(Saved entries)
▼
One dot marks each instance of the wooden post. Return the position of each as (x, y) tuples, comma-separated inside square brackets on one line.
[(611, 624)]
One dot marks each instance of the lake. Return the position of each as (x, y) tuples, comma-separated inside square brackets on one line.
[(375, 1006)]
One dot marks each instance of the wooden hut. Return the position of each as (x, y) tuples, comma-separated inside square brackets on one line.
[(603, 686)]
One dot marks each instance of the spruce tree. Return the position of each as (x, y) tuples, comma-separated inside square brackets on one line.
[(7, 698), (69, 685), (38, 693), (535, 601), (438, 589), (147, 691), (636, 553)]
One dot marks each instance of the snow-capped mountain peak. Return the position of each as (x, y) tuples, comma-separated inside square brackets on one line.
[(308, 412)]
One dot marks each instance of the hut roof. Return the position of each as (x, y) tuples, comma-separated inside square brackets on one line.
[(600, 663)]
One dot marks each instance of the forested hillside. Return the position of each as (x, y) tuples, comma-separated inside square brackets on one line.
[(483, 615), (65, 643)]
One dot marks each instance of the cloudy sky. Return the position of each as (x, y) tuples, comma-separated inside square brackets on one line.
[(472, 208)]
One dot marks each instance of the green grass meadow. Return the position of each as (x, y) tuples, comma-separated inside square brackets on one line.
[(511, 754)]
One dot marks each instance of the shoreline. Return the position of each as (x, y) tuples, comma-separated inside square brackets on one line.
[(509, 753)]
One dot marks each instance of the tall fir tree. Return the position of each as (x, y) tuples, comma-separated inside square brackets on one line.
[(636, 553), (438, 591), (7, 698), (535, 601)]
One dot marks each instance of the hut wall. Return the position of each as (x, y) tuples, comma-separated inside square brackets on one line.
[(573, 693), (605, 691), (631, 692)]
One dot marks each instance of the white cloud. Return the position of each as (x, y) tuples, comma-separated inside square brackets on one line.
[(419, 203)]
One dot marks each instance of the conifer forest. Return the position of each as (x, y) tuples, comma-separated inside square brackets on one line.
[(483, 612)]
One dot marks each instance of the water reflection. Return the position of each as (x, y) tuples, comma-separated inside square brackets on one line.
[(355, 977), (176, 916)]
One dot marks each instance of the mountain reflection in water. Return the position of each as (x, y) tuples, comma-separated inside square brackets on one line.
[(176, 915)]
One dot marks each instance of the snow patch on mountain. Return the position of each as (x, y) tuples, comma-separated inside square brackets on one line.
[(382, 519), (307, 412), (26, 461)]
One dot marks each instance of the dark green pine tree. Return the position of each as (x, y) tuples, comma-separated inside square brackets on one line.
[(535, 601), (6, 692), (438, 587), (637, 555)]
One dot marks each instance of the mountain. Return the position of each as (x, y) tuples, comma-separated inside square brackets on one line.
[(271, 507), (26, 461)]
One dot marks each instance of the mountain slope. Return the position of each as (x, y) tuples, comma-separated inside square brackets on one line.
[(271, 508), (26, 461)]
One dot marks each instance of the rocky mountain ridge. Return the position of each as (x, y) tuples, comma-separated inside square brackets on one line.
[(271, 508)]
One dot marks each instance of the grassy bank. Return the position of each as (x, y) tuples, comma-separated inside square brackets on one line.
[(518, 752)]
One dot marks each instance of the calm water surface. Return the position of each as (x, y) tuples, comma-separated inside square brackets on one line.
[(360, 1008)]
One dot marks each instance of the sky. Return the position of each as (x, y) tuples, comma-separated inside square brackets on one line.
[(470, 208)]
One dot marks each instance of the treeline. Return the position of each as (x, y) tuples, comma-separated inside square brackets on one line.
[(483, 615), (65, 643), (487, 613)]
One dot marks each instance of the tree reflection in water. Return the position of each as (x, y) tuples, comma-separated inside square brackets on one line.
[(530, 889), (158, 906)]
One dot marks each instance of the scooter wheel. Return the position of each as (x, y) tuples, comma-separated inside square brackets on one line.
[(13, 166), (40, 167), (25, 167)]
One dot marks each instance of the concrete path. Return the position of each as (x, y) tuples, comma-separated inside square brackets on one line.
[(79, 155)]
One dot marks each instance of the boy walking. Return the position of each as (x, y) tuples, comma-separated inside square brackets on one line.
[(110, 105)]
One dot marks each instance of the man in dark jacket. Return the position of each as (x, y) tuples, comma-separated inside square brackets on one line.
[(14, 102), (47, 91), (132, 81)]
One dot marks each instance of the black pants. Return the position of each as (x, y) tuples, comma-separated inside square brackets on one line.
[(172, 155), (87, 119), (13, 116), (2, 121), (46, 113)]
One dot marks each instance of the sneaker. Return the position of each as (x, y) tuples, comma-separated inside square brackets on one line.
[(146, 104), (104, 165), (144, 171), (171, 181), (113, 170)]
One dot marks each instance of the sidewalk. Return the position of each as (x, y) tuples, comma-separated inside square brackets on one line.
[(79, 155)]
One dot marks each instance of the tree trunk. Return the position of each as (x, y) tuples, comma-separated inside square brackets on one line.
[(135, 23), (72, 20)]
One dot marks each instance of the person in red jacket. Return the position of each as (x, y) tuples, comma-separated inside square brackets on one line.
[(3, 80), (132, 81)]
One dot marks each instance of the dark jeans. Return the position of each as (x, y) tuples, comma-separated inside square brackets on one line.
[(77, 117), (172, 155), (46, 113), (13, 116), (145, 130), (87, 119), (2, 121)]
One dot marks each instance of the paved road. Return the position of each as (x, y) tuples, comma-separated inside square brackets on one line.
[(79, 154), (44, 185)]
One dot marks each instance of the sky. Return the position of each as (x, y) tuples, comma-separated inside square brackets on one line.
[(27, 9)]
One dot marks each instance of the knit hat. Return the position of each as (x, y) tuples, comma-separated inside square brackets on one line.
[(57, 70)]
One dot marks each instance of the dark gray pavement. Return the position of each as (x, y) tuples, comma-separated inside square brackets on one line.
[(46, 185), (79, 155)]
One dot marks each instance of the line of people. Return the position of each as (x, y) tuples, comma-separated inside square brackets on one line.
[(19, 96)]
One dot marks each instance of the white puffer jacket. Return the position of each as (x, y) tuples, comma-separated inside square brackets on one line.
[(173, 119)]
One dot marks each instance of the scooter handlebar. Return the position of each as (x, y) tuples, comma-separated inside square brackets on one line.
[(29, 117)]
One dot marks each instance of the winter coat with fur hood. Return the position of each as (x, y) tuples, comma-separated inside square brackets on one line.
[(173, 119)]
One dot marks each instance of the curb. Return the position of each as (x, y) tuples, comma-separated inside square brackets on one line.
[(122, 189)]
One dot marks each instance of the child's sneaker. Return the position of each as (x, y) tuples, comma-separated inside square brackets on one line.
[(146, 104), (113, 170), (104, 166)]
▲
**WORK INSTRUCTION:**
Produce a word-for-word restatement of all the records.

**EXERCISE ANSWER:**
One dot marks each instance of the wooden post. Return the position of each as (x, y) tuples, comma-separated inside square brackets on one line.
[(611, 624)]
One dot marks each instance of the lake. Return the position of each as (x, y) tuples, comma-separated inside square brackets on one line.
[(375, 1006)]
One dot marks each instance of the wooden hut. Return the position of each as (x, y) tuples, comma-separated inside square brackets on one line.
[(603, 686)]
One dot marks each instance of the spruce tree. Return the position of each as (x, y) tuples, comma-separated inside square brackets on one line.
[(7, 698), (69, 685), (38, 693), (535, 601), (438, 589), (147, 691), (636, 553)]
One dot marks each instance of the snow-capped mountain peak. Return the position of each as (x, y) tuples, comma-separated inside square brackets on one line.
[(308, 412)]
One dot marks each instance of the hut roof. Return the position of each as (x, y) tuples, comma-separated inside square brackets on one line.
[(600, 663)]
One dot marks each instance of the forested hillside. Return the position of each as (x, y) tuples, comma-separated inside square brackets on one line.
[(483, 615), (65, 643)]
One dot marks each instance of the cloudy sky. Return the position of each as (x, y) tuples, comma-separated inside square brackets on one line.
[(472, 208)]
One dot marks each instance of the green grass meadow. Return the position of each as (x, y) tuples, comma-separated inside square brackets on one line.
[(511, 754)]
One dot marks each instance of the shoreline. Return the position of each as (x, y) tuples, comma-separated inside square brackets on one line.
[(509, 753)]
One dot marks each instance of the tall fir tree. Return the position of each as (x, y) tuples, comma-separated inside square brackets on one line.
[(636, 553), (438, 591), (7, 698), (535, 601)]
One dot marks each instance of the hut wall. Return the position of each as (x, y) tuples, comma-separated inside square brackets on one line.
[(573, 693), (605, 691), (631, 692)]
One dot marks each instance of the white cloud. Return the position of each as (x, y) tuples, comma-separated inside square brackets on one line.
[(419, 203)]
One dot marks each instance of the conifer forest. Return the position of each as (x, y) tuples, comma-separated inside square brackets on one line.
[(483, 612)]
One dot marks each instance of the water reflection. Return the position of each as (x, y) tuples, comma-separated inside square brackets on one line.
[(355, 977), (176, 916)]
One dot marks each instance of the mountain reflection in water. Return the position of each as (x, y) tuples, comma-separated inside square brackets on one line.
[(176, 915)]
One dot marks each instance of the snow patch on mountain. Return the position of each as (x, y) tuples, comma-separated inside square brackets on one line.
[(382, 519), (307, 412), (26, 461)]
One dot marks each instance of the dark green pine tree. Return the position of each as (x, y) tuples, comma-separated inside square brackets on one line.
[(535, 601), (6, 692), (438, 587), (637, 555)]
One dot marks each instance of the mountain. Return the position of each as (x, y) tuples, comma-separated inside square brackets on one line.
[(271, 507), (26, 461)]
One dot marks each instance of the mountain slope. Return the position of each as (x, y) tuples, comma-separated inside square brackets on one line.
[(271, 508), (26, 461)]
One dot marks each instance of the rocky mountain ridge. Return the position of each as (x, y) tuples, comma-separated inside square brackets on one line.
[(271, 508)]
One dot marks each instance of the grassy bank. Return the position of each as (x, y) tuples, comma-separated inside square brackets on one line.
[(518, 752)]
One dot marks each instance of the calm water surface. Return the position of each as (x, y) tuples, comma-separated inside square brackets on one line.
[(360, 1008)]
One dot marks each instance of the sky. Return the position of each as (x, y) tuples, comma-separated inside square brackets on one line.
[(470, 208)]
One dot marks each instance of the treeline. Return the position of each as (x, y) tuples, comma-separated inside square brackets on one line.
[(483, 615), (65, 643), (487, 613)]
One dot marks each instance of the tree reflection in water. Return the position of each as (x, y) tuples, comma-separated inside square brackets on one line.
[(530, 889), (158, 906)]
One dot marks each instance of the scooter wheel. Return the position of each as (x, y) tuples, comma-separated inside square brackets on one line.
[(13, 166), (40, 167), (25, 167)]
One dot marks each instance of the concrete path. Return the position of each as (x, y) tuples, comma-separated inside square brackets on one line.
[(79, 155)]
One dot marks each instance of the boy walking. Return the position of each as (x, y) tuples, comma-separated inside square brackets on one line.
[(110, 105)]
One dot marks each instance of the man in dark jacket. Return the position of each as (x, y) tuples, comma-separated inside square brackets on one line.
[(14, 102), (47, 91), (132, 81)]
One dot marks each instance of the black pants. Return the position of each as (x, y) tuples, comma-separated inside square brackets on one line.
[(172, 155), (87, 119), (13, 116), (2, 121), (46, 113)]
One dot marks each instance of the sneaker. Return the position of each as (x, y) tuples, comma-separated inside square brackets on one line.
[(146, 104), (104, 165), (144, 171), (171, 181), (113, 170)]
One dot marks each instance of the sidewalk. Return the position of each as (x, y) tuples, comma-separated inside square brackets on one line.
[(79, 155)]
One dot marks each instance of the tree trunk. Return the position of each as (x, y) tuples, comma-separated inside square brackets on one line.
[(135, 23), (72, 20)]
One dot marks each instance of the person in red jacket. Return the position of each as (x, y) tuples, comma-separated inside square brackets on one line.
[(3, 80), (132, 81)]
One dot marks each instance of the dark jeans. Return the position of each as (x, y) tuples, comma-separated inside square brackets on one line.
[(77, 117), (172, 155), (46, 113), (13, 116), (145, 130), (87, 119), (2, 121)]
One dot marks each instance of the paved road. Return the position of each as (x, y) tuples, comma-separated inside square brackets on one line.
[(79, 154), (44, 185)]
One dot marks each instance of the sky. Return the position of each as (x, y) tuples, comma-separated inside square brackets on one line.
[(27, 9)]
One dot marks each instance of the knit hat. Return the position of each as (x, y) tuples, comma-separated inside square brackets on one line.
[(57, 70)]
One dot marks each instance of the dark gray pavement. Return the position of each as (x, y) tuples, comma-separated inside square brackets on one line.
[(46, 185), (79, 155)]
One dot marks each instance of the line of people. Return the position of each as (x, y) tuples, comma-separated inside square brackets on one line.
[(19, 96)]
One dot marks each instance of the white puffer jacket. Return the position of each as (x, y) tuples, comma-separated inside square brackets on one line.
[(173, 119)]
One dot marks each instance of the scooter handlebar. Return the position of each as (x, y) tuples, comma-separated inside square brackets on one line.
[(29, 117)]
One dot marks each instance of the winter coat with fur hood. Return the position of each as (x, y) tuples, comma-separated inside square brackets on one line.
[(173, 119)]
One dot marks each instance of the curb. Return the position of each as (x, y) tuples, comma-separated inside square brackets on one line.
[(122, 189)]
One dot marks each instance of the child's sneaker. Return the position of each as (x, y) tuples, comma-separated inside square brackets on one line.
[(146, 104), (113, 170), (104, 166)]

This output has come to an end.